§ **EXERCISE PROMPT**
Copy out only the span from the line with "Locate the car windshield" to the end of the data, both ends kept, word for word.

§ **DATA RECORDS**
-- Begin --

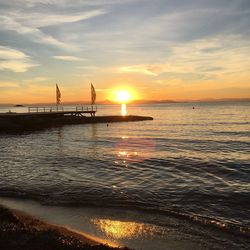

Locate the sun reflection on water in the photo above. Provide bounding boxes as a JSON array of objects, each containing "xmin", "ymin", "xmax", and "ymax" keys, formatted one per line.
[
  {"xmin": 91, "ymin": 219, "xmax": 161, "ymax": 240},
  {"xmin": 115, "ymin": 136, "xmax": 155, "ymax": 164}
]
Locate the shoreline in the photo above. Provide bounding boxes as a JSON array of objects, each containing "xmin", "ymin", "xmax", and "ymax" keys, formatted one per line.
[{"xmin": 0, "ymin": 205, "xmax": 129, "ymax": 250}]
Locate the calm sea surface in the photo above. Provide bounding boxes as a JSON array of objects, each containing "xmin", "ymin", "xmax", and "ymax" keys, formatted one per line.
[{"xmin": 0, "ymin": 102, "xmax": 250, "ymax": 246}]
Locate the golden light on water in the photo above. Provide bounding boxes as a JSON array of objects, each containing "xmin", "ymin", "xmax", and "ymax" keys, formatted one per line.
[
  {"xmin": 91, "ymin": 219, "xmax": 159, "ymax": 240},
  {"xmin": 115, "ymin": 136, "xmax": 155, "ymax": 166},
  {"xmin": 108, "ymin": 86, "xmax": 140, "ymax": 104}
]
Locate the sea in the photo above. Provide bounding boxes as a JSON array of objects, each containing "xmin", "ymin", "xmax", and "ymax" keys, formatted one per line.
[{"xmin": 0, "ymin": 102, "xmax": 250, "ymax": 249}]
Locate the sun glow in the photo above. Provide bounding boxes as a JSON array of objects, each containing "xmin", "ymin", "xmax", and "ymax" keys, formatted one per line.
[{"xmin": 116, "ymin": 90, "xmax": 132, "ymax": 103}]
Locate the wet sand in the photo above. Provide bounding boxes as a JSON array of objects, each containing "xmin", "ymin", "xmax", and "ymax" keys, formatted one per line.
[{"xmin": 0, "ymin": 206, "xmax": 131, "ymax": 250}]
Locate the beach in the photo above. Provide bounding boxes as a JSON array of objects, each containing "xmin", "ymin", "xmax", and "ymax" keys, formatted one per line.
[{"xmin": 0, "ymin": 206, "xmax": 131, "ymax": 250}]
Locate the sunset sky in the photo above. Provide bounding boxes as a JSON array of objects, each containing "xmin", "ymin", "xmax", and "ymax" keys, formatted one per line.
[{"xmin": 0, "ymin": 0, "xmax": 250, "ymax": 103}]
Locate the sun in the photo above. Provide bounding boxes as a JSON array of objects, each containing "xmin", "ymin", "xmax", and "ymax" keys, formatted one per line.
[{"xmin": 116, "ymin": 90, "xmax": 132, "ymax": 103}]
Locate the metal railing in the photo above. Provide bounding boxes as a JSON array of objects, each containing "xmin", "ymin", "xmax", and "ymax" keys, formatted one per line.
[{"xmin": 28, "ymin": 105, "xmax": 97, "ymax": 113}]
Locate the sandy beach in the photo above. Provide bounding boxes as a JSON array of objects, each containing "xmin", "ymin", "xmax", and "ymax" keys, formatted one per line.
[{"xmin": 0, "ymin": 206, "xmax": 128, "ymax": 250}]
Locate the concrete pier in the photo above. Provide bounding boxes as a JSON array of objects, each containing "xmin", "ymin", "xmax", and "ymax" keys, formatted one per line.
[{"xmin": 0, "ymin": 107, "xmax": 153, "ymax": 133}]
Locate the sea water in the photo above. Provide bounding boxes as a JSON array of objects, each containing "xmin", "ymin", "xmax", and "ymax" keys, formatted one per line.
[{"xmin": 0, "ymin": 102, "xmax": 250, "ymax": 249}]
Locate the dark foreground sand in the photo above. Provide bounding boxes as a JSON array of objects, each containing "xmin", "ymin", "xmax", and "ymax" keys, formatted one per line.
[{"xmin": 0, "ymin": 206, "xmax": 129, "ymax": 250}]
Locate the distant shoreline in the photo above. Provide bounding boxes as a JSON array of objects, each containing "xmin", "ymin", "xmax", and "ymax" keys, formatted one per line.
[{"xmin": 0, "ymin": 98, "xmax": 250, "ymax": 107}]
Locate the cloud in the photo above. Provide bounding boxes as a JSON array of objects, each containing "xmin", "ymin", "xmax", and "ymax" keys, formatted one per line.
[
  {"xmin": 0, "ymin": 46, "xmax": 38, "ymax": 72},
  {"xmin": 118, "ymin": 65, "xmax": 157, "ymax": 76},
  {"xmin": 0, "ymin": 81, "xmax": 19, "ymax": 88},
  {"xmin": 23, "ymin": 76, "xmax": 49, "ymax": 83},
  {"xmin": 114, "ymin": 36, "xmax": 250, "ymax": 81},
  {"xmin": 53, "ymin": 56, "xmax": 85, "ymax": 62}
]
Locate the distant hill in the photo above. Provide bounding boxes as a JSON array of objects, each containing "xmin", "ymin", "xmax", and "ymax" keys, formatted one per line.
[{"xmin": 0, "ymin": 98, "xmax": 250, "ymax": 106}]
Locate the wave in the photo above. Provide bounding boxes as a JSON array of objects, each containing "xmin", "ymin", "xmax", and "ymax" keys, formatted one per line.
[{"xmin": 0, "ymin": 189, "xmax": 250, "ymax": 238}]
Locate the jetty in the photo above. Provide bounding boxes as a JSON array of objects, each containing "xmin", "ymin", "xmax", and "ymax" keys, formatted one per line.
[{"xmin": 0, "ymin": 105, "xmax": 153, "ymax": 133}]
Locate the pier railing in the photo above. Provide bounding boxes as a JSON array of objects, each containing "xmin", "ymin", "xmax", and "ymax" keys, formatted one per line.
[{"xmin": 28, "ymin": 105, "xmax": 97, "ymax": 113}]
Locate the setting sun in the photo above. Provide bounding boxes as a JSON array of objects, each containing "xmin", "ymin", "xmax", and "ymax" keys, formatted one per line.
[{"xmin": 116, "ymin": 90, "xmax": 132, "ymax": 103}]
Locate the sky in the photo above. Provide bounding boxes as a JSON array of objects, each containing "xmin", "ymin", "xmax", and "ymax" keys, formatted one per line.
[{"xmin": 0, "ymin": 0, "xmax": 250, "ymax": 103}]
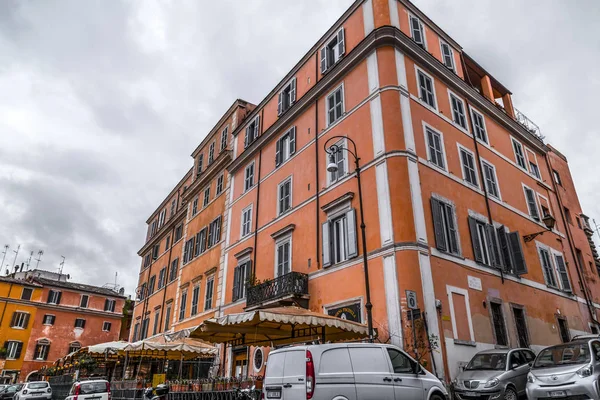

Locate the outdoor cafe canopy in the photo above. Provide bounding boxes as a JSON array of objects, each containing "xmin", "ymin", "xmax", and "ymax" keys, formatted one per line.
[{"xmin": 190, "ymin": 307, "xmax": 368, "ymax": 346}]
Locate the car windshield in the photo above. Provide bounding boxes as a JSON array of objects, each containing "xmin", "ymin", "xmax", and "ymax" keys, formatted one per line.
[
  {"xmin": 465, "ymin": 353, "xmax": 506, "ymax": 371},
  {"xmin": 533, "ymin": 343, "xmax": 591, "ymax": 368}
]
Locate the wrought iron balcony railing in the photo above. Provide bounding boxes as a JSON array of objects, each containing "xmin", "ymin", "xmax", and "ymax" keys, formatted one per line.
[{"xmin": 246, "ymin": 272, "xmax": 308, "ymax": 307}]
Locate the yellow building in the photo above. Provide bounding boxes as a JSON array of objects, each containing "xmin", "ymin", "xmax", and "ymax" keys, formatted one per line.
[{"xmin": 0, "ymin": 277, "xmax": 42, "ymax": 383}]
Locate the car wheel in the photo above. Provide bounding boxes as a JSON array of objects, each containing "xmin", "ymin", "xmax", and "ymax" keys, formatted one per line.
[{"xmin": 504, "ymin": 388, "xmax": 519, "ymax": 400}]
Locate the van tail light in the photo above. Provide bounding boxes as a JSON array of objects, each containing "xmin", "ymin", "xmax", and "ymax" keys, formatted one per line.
[{"xmin": 306, "ymin": 350, "xmax": 316, "ymax": 399}]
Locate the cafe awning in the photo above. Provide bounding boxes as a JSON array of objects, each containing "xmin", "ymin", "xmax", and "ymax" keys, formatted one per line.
[{"xmin": 190, "ymin": 307, "xmax": 368, "ymax": 346}]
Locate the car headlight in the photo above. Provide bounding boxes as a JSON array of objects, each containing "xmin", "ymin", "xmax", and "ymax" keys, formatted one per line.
[{"xmin": 483, "ymin": 378, "xmax": 500, "ymax": 388}]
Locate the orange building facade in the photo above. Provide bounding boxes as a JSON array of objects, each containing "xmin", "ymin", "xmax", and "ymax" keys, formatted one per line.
[{"xmin": 133, "ymin": 0, "xmax": 600, "ymax": 380}]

-- End --

§ **ANSWER TO THIS EXERCISE**
Locate the car windshield in the photo above. Provide bounding boxes as a JSON array of objects, each containing "xmin", "ymin", "xmax", and "ymax" keys, formatted one per line.
[
  {"xmin": 465, "ymin": 353, "xmax": 506, "ymax": 371},
  {"xmin": 533, "ymin": 343, "xmax": 591, "ymax": 368}
]
Locate the wrought iron balcony railing in the photo above. Provide bounding boxes as a JSON array of objects, each containing "xmin", "ymin", "xmax", and "ymax" keys, formatted one per line.
[{"xmin": 246, "ymin": 272, "xmax": 308, "ymax": 307}]
Locate the yellow building in the photo above. Provide bounding boxes as a JSON array of objects, each containing "xmin", "ymin", "xmax", and "ymax" keys, formatted one per line.
[{"xmin": 0, "ymin": 277, "xmax": 42, "ymax": 383}]
Locate the car wheel in the photo above. Provide bounding boxes as a JSON array of objects, each containing "xmin", "ymin", "xmax", and "ymax" keys, formatted one per line.
[{"xmin": 504, "ymin": 388, "xmax": 519, "ymax": 400}]
Locate the van tail light in the photo above. Provide bounding boxes as a JSON array of objects, each containing "xmin", "ymin", "xmax", and "ymax" keys, formatted one per line.
[{"xmin": 306, "ymin": 350, "xmax": 316, "ymax": 399}]
Locate the cafe awning in the photo above. Provide bounding boxes as a JSON array of objects, each containing "xmin", "ymin", "xmax", and "ymax" keys, formatted one per line.
[{"xmin": 190, "ymin": 307, "xmax": 368, "ymax": 346}]
Locate the car headlight in the photo above. Provide bounding boxes as a JSON array of objects, each containing "xmin", "ymin", "xmax", and "ymax" keys, formatted one per line.
[{"xmin": 483, "ymin": 378, "xmax": 500, "ymax": 388}]
Locate the orange building facade in the photo above. Provide bounding boxes as a JSON array of objects, each containing "xmin", "ymin", "xmax", and "ymax" keys, formatted one per line.
[{"xmin": 133, "ymin": 0, "xmax": 600, "ymax": 380}]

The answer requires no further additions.